# [DIRECTIONS]
Present the listing below as a Markdown table with the columns Row and Line, numbering each non-blank line and omitting blank lines.
◇ ◇ ◇ ◇ ◇
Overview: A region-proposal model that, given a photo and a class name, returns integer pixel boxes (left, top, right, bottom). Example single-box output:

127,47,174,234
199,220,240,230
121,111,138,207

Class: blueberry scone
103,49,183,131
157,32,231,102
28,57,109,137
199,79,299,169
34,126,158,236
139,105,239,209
◇ ◇ ◇ ◇ ◇
# [REPLY TO THE EXERCISE]
| Row | Line |
|---|---|
| 1 | Overview: A region-proposal model that, given a photo and a class name, returns integer pixel boxes (left, top, right, bottom). Example single-box output: |
| 2 | 127,47,174,234 |
| 3 | 199,220,240,230 |
| 4 | 121,111,138,207 |
| 5 | Class: blueberry scone |
| 6 | 103,49,183,131 |
| 7 | 157,32,231,102 |
| 8 | 28,57,109,137 |
| 9 | 199,79,299,169 |
| 10 | 34,126,158,236 |
| 11 | 139,105,239,209 |